Recorded data >>

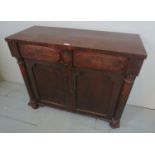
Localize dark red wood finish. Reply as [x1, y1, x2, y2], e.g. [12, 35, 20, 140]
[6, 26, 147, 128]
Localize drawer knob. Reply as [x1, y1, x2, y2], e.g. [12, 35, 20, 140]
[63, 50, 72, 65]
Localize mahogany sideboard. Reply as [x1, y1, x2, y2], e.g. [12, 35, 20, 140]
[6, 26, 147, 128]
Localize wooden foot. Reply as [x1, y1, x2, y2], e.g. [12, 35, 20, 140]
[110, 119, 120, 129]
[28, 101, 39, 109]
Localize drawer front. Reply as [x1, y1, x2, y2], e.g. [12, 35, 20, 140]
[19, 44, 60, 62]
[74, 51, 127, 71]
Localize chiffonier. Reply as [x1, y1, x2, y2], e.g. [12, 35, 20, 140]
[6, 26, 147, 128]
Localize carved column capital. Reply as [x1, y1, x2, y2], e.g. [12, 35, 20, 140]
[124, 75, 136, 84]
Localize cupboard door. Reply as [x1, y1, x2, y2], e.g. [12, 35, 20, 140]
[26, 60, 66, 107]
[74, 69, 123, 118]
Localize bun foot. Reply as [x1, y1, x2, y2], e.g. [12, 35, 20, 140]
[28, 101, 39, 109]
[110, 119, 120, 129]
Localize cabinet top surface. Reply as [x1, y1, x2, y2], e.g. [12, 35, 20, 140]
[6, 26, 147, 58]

---

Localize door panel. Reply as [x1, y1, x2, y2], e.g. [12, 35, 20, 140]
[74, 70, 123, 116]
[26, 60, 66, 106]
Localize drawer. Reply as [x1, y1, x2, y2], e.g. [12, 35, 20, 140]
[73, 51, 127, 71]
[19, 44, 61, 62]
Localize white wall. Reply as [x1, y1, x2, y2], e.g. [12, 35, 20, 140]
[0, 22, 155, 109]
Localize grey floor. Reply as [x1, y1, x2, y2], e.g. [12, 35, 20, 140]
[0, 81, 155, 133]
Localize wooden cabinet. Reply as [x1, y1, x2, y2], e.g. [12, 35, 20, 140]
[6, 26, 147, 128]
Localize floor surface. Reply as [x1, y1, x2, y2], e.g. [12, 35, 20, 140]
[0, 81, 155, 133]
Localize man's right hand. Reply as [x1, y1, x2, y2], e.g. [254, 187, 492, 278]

==

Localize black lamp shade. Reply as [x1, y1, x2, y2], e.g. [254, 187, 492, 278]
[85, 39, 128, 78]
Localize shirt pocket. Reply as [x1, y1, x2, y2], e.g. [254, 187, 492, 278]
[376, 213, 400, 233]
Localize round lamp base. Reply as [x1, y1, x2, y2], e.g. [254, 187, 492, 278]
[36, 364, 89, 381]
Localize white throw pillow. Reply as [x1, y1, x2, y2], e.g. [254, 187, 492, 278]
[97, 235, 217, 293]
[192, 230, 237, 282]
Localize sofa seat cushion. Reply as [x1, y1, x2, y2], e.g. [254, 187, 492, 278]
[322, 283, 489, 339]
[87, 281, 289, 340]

Task to complete >> Rescale the lines starting at the one containing "Localize round lamp" and ending at the one containing "[192, 230, 237, 282]", repeating every line including the requests. Multiply each bounding-box coordinate in the answers by 0.85 and round to whole numbers with halves going up, but leave the numbers in the requests and their format samples unchanged.

Exercise result >>
Localize round lamp base. Reply as [x1, y1, x2, y2], e.g. [254, 187, 492, 278]
[31, 309, 76, 324]
Localize white throw pillow. Reply as [x1, y1, x2, y2], e.g. [254, 187, 492, 278]
[82, 200, 184, 249]
[163, 196, 201, 240]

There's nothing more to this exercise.